=== SET PROBLEM ===
Pick out every line in the items that contains the word "bell" and copy each of those lines in full.

=== DATA TO USE ===

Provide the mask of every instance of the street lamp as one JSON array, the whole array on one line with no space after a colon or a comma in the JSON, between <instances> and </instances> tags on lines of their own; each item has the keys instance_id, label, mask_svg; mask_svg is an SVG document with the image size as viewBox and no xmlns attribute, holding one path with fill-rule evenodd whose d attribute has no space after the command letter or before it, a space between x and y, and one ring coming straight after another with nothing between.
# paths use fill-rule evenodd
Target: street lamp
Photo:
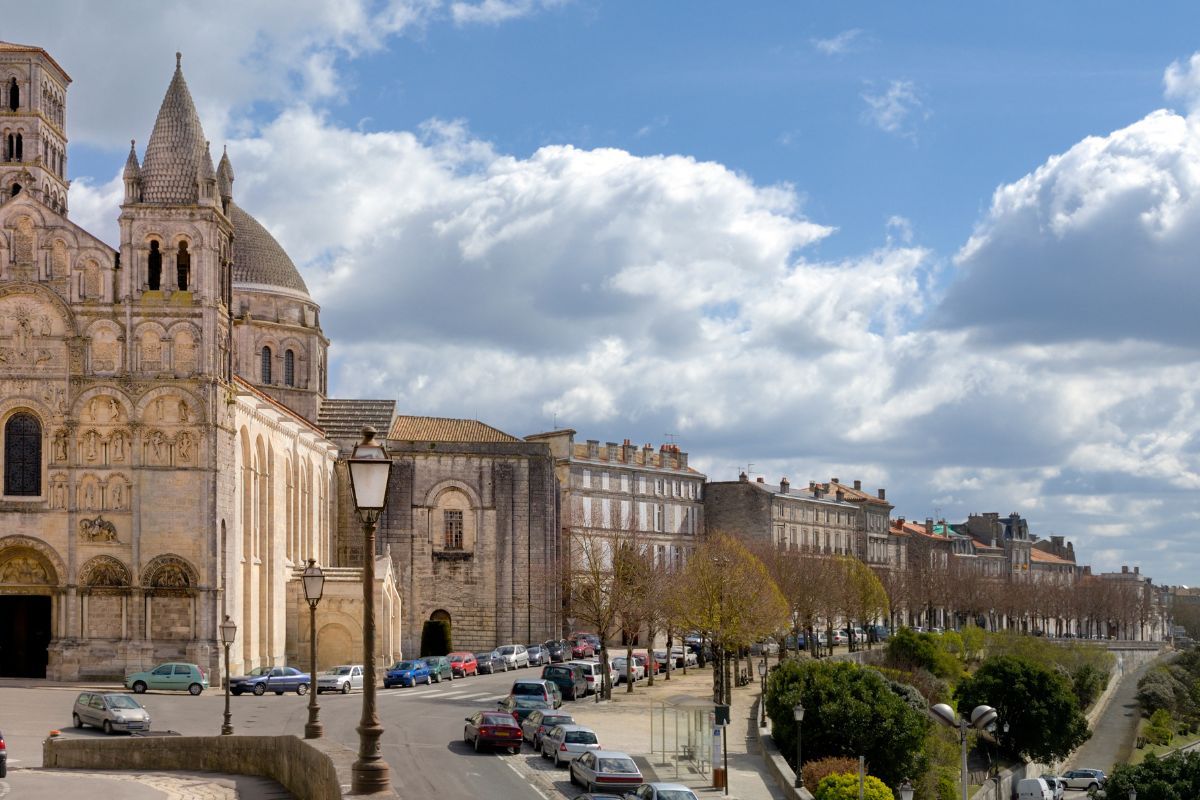
<instances>
[{"instance_id":1,"label":"street lamp","mask_svg":"<svg viewBox=\"0 0 1200 800\"><path fill-rule=\"evenodd\" d=\"M226 648L226 714L224 722L221 726L222 736L233 735L233 724L229 722L229 645L233 644L234 638L238 636L238 624L234 622L229 614L226 614L224 621L217 627L221 628L221 644Z\"/></svg>"},{"instance_id":2,"label":"street lamp","mask_svg":"<svg viewBox=\"0 0 1200 800\"><path fill-rule=\"evenodd\" d=\"M950 728L958 728L959 744L962 747L962 800L967 800L967 728L983 730L996 721L1000 714L990 705L977 705L971 711L971 717L959 716L954 709L946 703L938 703L930 709L938 718Z\"/></svg>"},{"instance_id":3,"label":"street lamp","mask_svg":"<svg viewBox=\"0 0 1200 800\"><path fill-rule=\"evenodd\" d=\"M362 718L359 720L359 758L350 768L350 792L371 794L391 786L391 770L379 752L383 724L376 711L374 663L374 533L388 503L391 458L374 440L376 429L362 428L362 441L347 459L354 506L362 523Z\"/></svg>"},{"instance_id":4,"label":"street lamp","mask_svg":"<svg viewBox=\"0 0 1200 800\"><path fill-rule=\"evenodd\" d=\"M758 710L762 712L758 727L767 727L767 654L763 651L762 661L758 662L758 679L762 681L762 692L758 694Z\"/></svg>"},{"instance_id":5,"label":"street lamp","mask_svg":"<svg viewBox=\"0 0 1200 800\"><path fill-rule=\"evenodd\" d=\"M792 718L796 720L796 788L799 789L804 786L804 768L800 760L800 723L804 722L804 704L797 703L792 708Z\"/></svg>"},{"instance_id":6,"label":"street lamp","mask_svg":"<svg viewBox=\"0 0 1200 800\"><path fill-rule=\"evenodd\" d=\"M308 601L308 722L304 727L305 739L320 739L325 733L320 724L317 705L317 603L325 593L325 572L317 566L316 559L308 559L304 570L304 599Z\"/></svg>"}]
</instances>

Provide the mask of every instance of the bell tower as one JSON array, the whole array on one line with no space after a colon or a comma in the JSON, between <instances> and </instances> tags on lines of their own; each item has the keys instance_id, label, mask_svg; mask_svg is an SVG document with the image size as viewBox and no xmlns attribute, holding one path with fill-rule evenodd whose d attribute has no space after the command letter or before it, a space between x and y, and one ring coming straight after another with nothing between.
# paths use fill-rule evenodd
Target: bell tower
<instances>
[{"instance_id":1,"label":"bell tower","mask_svg":"<svg viewBox=\"0 0 1200 800\"><path fill-rule=\"evenodd\" d=\"M0 203L28 192L67 212L67 86L40 47L0 42Z\"/></svg>"}]
</instances>

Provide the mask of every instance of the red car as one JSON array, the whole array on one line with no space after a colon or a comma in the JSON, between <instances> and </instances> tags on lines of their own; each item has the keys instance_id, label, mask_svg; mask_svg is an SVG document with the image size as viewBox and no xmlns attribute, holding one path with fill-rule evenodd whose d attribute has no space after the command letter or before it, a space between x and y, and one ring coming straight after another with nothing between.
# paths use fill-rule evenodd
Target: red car
<instances>
[{"instance_id":1,"label":"red car","mask_svg":"<svg viewBox=\"0 0 1200 800\"><path fill-rule=\"evenodd\" d=\"M508 747L510 753L521 750L524 736L521 726L511 714L504 711L475 711L467 717L462 740L474 745L478 753L484 747Z\"/></svg>"},{"instance_id":2,"label":"red car","mask_svg":"<svg viewBox=\"0 0 1200 800\"><path fill-rule=\"evenodd\" d=\"M450 672L455 678L479 674L479 662L475 661L474 652L451 652L446 657L450 658Z\"/></svg>"}]
</instances>

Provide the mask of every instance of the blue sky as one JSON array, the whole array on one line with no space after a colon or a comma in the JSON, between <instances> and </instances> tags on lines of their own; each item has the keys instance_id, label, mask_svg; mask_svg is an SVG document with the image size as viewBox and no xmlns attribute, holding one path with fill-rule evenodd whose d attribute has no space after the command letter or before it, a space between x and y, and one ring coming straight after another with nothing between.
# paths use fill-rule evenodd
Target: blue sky
<instances>
[{"instance_id":1,"label":"blue sky","mask_svg":"<svg viewBox=\"0 0 1200 800\"><path fill-rule=\"evenodd\" d=\"M1097 569L1195 583L1198 17L64 1L0 36L76 78L72 217L109 239L184 52L238 203L323 306L336 395L670 432L714 480L1016 510Z\"/></svg>"}]
</instances>

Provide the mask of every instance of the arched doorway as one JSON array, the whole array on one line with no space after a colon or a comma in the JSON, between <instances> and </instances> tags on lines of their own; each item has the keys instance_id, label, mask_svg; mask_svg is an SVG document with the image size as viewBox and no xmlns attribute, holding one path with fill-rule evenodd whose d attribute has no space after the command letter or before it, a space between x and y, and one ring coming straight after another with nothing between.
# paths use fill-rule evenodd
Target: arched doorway
<instances>
[{"instance_id":1,"label":"arched doorway","mask_svg":"<svg viewBox=\"0 0 1200 800\"><path fill-rule=\"evenodd\" d=\"M46 678L54 565L32 547L0 548L0 676Z\"/></svg>"}]
</instances>

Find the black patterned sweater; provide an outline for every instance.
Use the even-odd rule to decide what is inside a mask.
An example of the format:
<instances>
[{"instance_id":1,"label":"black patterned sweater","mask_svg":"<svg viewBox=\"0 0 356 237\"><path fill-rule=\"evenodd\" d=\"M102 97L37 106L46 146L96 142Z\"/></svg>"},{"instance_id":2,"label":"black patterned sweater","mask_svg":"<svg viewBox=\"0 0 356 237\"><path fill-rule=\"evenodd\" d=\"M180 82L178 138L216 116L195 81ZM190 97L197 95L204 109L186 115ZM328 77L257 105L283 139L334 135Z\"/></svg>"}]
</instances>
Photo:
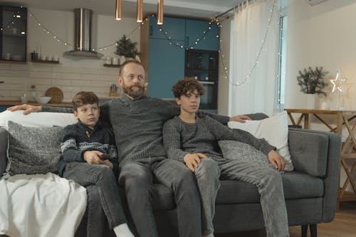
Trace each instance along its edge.
<instances>
[{"instance_id":1,"label":"black patterned sweater","mask_svg":"<svg viewBox=\"0 0 356 237\"><path fill-rule=\"evenodd\" d=\"M64 127L61 150L63 155L57 165L61 176L67 163L86 162L83 159L85 152L99 151L109 154L114 166L112 171L117 177L119 164L114 136L109 128L101 126L100 120L93 130L80 121Z\"/></svg>"}]
</instances>

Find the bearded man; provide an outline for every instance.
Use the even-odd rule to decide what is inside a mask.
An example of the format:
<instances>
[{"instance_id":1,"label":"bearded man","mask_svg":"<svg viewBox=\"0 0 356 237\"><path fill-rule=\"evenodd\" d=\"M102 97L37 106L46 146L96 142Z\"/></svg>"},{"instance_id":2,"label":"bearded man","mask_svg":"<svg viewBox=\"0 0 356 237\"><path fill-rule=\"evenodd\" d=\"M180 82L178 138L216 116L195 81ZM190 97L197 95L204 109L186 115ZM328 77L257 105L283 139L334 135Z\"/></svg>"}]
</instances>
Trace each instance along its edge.
<instances>
[{"instance_id":1,"label":"bearded man","mask_svg":"<svg viewBox=\"0 0 356 237\"><path fill-rule=\"evenodd\" d=\"M119 184L125 188L130 216L139 236L158 237L151 203L153 180L170 188L177 205L181 237L201 236L199 194L195 177L182 162L167 158L162 144L164 122L178 115L174 101L145 96L145 69L140 62L125 61L118 83L124 93L100 106L100 119L112 127L120 162ZM22 105L9 110L72 112L68 108ZM209 115L226 124L246 116Z\"/></svg>"}]
</instances>

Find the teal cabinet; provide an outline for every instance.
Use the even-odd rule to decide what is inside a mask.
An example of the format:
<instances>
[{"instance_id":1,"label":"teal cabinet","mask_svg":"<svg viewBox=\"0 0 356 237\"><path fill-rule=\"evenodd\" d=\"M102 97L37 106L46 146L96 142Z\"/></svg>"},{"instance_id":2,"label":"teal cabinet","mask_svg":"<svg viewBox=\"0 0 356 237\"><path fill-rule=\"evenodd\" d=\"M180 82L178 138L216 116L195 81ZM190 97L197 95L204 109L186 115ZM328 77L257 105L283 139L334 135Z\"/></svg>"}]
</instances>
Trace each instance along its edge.
<instances>
[{"instance_id":1,"label":"teal cabinet","mask_svg":"<svg viewBox=\"0 0 356 237\"><path fill-rule=\"evenodd\" d=\"M201 42L193 43L194 48L218 51L219 28L215 23L173 17L164 17L162 25L156 22L156 16L150 16L149 23L141 28L140 58L147 71L147 94L173 98L172 85L184 78L185 48L189 41L201 38L211 27Z\"/></svg>"},{"instance_id":2,"label":"teal cabinet","mask_svg":"<svg viewBox=\"0 0 356 237\"><path fill-rule=\"evenodd\" d=\"M219 51L220 29L216 22L186 20L186 46L194 49Z\"/></svg>"},{"instance_id":3,"label":"teal cabinet","mask_svg":"<svg viewBox=\"0 0 356 237\"><path fill-rule=\"evenodd\" d=\"M167 39L163 31L168 33L172 40L184 41L185 20L164 17L163 25L157 25L156 16L150 17L150 38ZM162 31L160 31L160 29Z\"/></svg>"},{"instance_id":4,"label":"teal cabinet","mask_svg":"<svg viewBox=\"0 0 356 237\"><path fill-rule=\"evenodd\" d=\"M171 88L177 80L184 78L184 49L171 45L169 41L150 40L148 96L174 98Z\"/></svg>"}]
</instances>

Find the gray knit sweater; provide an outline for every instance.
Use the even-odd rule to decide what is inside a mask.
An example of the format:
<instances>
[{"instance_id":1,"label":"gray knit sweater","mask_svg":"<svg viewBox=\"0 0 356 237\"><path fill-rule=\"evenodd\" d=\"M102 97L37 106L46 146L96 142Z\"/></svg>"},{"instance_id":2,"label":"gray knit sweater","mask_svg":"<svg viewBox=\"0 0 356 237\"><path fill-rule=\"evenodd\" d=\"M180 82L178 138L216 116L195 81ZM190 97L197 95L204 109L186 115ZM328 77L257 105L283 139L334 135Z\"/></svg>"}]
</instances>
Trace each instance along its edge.
<instances>
[{"instance_id":1,"label":"gray knit sweater","mask_svg":"<svg viewBox=\"0 0 356 237\"><path fill-rule=\"evenodd\" d=\"M43 107L43 111L68 112L68 109ZM72 110L73 111L73 110ZM125 94L100 106L100 120L112 127L120 166L129 161L153 162L167 157L162 143L164 123L178 115L174 101L144 97L132 100ZM211 115L227 124L229 117Z\"/></svg>"},{"instance_id":2,"label":"gray knit sweater","mask_svg":"<svg viewBox=\"0 0 356 237\"><path fill-rule=\"evenodd\" d=\"M168 158L181 162L189 153L221 159L217 142L223 139L247 143L266 154L276 149L264 139L258 139L244 130L230 129L204 115L197 115L194 123L185 122L176 116L163 127L163 142Z\"/></svg>"}]
</instances>

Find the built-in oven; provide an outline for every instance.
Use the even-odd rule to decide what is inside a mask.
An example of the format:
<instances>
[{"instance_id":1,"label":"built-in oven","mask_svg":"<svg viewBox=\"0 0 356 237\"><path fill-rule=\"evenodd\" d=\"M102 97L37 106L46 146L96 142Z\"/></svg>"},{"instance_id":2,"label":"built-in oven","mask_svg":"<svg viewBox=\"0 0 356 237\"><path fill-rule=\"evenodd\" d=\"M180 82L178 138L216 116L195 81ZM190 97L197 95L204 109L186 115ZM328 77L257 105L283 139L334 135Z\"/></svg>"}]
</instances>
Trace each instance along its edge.
<instances>
[{"instance_id":1,"label":"built-in oven","mask_svg":"<svg viewBox=\"0 0 356 237\"><path fill-rule=\"evenodd\" d=\"M214 112L217 109L219 52L190 49L186 51L186 78L199 81L205 90L200 98L201 110Z\"/></svg>"}]
</instances>

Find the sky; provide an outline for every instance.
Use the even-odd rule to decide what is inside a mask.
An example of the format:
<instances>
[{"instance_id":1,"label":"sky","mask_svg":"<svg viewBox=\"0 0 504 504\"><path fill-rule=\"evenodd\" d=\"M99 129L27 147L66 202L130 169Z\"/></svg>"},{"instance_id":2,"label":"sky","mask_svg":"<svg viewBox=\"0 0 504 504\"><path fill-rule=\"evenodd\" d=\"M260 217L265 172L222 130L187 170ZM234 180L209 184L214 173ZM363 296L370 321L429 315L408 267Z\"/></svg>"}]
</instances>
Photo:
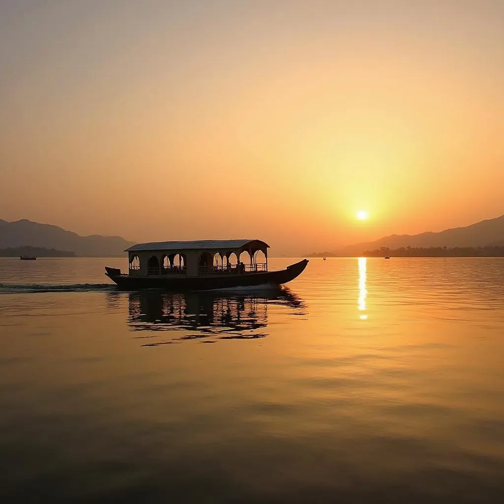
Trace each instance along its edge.
<instances>
[{"instance_id":1,"label":"sky","mask_svg":"<svg viewBox=\"0 0 504 504\"><path fill-rule=\"evenodd\" d=\"M0 218L294 254L504 214L502 0L3 0L0 33Z\"/></svg>"}]
</instances>

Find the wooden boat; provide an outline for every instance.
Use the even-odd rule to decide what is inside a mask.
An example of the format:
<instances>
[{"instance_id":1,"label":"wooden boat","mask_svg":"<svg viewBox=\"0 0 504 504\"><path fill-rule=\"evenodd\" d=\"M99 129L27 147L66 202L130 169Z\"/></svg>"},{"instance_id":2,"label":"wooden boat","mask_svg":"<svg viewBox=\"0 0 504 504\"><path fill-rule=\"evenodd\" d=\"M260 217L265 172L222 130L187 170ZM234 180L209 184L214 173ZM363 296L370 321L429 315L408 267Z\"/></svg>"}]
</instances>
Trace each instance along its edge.
<instances>
[{"instance_id":1,"label":"wooden boat","mask_svg":"<svg viewBox=\"0 0 504 504\"><path fill-rule=\"evenodd\" d=\"M268 270L269 245L261 240L201 240L139 243L127 248L129 271L105 266L105 275L121 289L210 290L287 283L308 264L303 259L278 271ZM258 263L258 255L265 262ZM239 260L246 253L249 263ZM234 256L234 259L233 258Z\"/></svg>"}]
</instances>

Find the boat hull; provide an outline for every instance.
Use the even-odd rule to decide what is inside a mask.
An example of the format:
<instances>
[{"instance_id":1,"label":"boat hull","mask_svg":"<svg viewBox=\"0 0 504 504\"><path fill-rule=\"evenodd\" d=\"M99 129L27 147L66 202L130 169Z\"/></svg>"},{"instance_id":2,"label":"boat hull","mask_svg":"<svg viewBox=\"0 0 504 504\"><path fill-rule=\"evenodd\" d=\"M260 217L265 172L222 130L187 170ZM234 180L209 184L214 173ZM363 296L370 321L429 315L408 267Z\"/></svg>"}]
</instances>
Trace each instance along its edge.
<instances>
[{"instance_id":1,"label":"boat hull","mask_svg":"<svg viewBox=\"0 0 504 504\"><path fill-rule=\"evenodd\" d=\"M124 290L163 289L173 292L188 290L213 290L235 287L281 285L299 276L308 264L302 261L279 271L261 272L242 274L209 275L200 277L166 275L163 277L134 277L120 274L116 268L105 267L105 275Z\"/></svg>"}]
</instances>

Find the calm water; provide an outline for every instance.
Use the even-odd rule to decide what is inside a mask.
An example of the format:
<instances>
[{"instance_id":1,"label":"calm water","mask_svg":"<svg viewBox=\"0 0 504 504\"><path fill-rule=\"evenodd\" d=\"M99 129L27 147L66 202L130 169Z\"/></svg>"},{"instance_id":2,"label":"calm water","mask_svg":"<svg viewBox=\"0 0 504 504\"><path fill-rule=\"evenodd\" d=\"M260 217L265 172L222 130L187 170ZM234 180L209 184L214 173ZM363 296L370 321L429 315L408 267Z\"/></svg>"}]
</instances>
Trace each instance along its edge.
<instances>
[{"instance_id":1,"label":"calm water","mask_svg":"<svg viewBox=\"0 0 504 504\"><path fill-rule=\"evenodd\" d=\"M502 259L190 295L104 264L0 259L3 501L504 498Z\"/></svg>"}]
</instances>

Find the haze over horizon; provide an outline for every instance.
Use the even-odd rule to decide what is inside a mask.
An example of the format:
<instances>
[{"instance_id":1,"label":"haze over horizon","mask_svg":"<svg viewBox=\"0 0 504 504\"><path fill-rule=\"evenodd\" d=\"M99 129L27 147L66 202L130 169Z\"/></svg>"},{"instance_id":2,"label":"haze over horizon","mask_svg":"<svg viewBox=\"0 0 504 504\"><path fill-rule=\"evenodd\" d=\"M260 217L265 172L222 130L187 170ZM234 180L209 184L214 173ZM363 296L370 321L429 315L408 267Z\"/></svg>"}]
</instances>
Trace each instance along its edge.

=== WORKED SOLUTION ===
Provide the mask of every instance of the bell tower as one JSON array, the whole array on one line with no space after a colon or a comma in the JSON, between <instances> and </instances> tags on lines of their own; each item has the keys instance_id, label, mask_svg; mask_svg is an SVG document with the image size as viewBox and no xmlns attribute, holding one path with fill-rule evenodd whose d attribute has no space after the command letter or before it, a space between x and y, and one ring coming straight after another with nothing between.
Target: bell tower
[{"instance_id":1,"label":"bell tower","mask_svg":"<svg viewBox=\"0 0 1200 800\"><path fill-rule=\"evenodd\" d=\"M0 203L28 192L67 212L67 86L40 47L0 42Z\"/></svg>"}]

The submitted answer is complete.